▶ _Instruction 1_: In the forum thread on exporting PDF content to plain text, which release added the ability to export a RadFixedDocument's content to plain text?

====== Source document ======

9 Answers, 1 is accepted
With our new 2015 Q3 release, we introduced the availability to export to plain text the content of a RadFixedDocument. More about the TextFormatProvider you can read in the attached document. The related help article is expected to be live later this week.
I hope this is helpful.
If you have further questions, please get back to us again.
Regards,
Todor
Telerik
Hi Todor,
Is there anyway to retrieve specific values from pdf and validate the values in that pdf?
Thanks and Regards,
Bhavya.

Still I don't extract the plain text. So my example:
public void createPdf()
{
RadFixedDocument document = new RadFixedDocument();
RadFixedPage page = document.Pages.AddPage();
FixedContentEditor editor = new FixedContentEditor(page);
editor.DrawText("Hello RadPdfProcessing!");
PdfFormatProvider provider = new PdfFormatProvider();
using (Stream output = File.OpenWrite(@"C:\Temp\Hello.pdf"))

====== Records ======

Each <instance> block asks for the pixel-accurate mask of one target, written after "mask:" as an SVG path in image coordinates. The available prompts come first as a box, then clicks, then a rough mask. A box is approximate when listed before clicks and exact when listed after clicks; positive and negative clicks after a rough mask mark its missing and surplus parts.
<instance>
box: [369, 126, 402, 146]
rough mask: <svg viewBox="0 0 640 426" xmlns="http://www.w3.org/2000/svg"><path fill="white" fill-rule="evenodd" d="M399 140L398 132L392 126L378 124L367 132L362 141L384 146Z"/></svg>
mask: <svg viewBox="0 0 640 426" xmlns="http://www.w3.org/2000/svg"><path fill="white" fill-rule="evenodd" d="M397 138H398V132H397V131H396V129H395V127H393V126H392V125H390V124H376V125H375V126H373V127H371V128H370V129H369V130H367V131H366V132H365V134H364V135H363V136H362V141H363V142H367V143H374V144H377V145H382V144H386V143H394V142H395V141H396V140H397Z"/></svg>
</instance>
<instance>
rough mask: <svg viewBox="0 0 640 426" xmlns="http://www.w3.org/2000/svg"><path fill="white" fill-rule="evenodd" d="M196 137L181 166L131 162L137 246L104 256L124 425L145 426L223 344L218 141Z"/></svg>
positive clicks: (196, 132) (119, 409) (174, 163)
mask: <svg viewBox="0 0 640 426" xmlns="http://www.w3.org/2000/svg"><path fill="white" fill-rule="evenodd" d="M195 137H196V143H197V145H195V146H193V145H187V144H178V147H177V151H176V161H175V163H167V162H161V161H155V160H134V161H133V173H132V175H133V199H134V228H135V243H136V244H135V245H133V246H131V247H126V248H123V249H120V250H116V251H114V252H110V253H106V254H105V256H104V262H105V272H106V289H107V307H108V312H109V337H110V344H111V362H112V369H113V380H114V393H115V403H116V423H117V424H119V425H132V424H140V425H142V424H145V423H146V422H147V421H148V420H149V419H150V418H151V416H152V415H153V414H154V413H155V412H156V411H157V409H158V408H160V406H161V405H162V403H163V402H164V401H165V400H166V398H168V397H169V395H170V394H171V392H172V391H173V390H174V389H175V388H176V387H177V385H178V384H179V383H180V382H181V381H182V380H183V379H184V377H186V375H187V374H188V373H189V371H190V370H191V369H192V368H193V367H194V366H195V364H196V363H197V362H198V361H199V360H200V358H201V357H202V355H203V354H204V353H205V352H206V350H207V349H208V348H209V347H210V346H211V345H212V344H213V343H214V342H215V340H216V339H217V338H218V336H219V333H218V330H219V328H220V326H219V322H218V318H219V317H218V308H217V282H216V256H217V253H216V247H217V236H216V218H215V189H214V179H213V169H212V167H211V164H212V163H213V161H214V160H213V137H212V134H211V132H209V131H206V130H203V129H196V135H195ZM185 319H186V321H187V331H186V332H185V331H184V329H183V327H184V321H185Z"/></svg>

======

▶ _Instruction 2_: Reproduce word for word everything in the records from the line containing "</instance>" down to the line containing "positive clicks: (196, 132)", both of those lines included.

▶ _Response area 1_: The 2015 Q3 release.

▶ _Response area 2_:
</instance>
<instance>
rough mask: <svg viewBox="0 0 640 426" xmlns="http://www.w3.org/2000/svg"><path fill="white" fill-rule="evenodd" d="M196 137L181 166L131 162L137 246L104 256L124 425L145 426L223 344L218 141Z"/></svg>
positive clicks: (196, 132) (119, 409) (174, 163)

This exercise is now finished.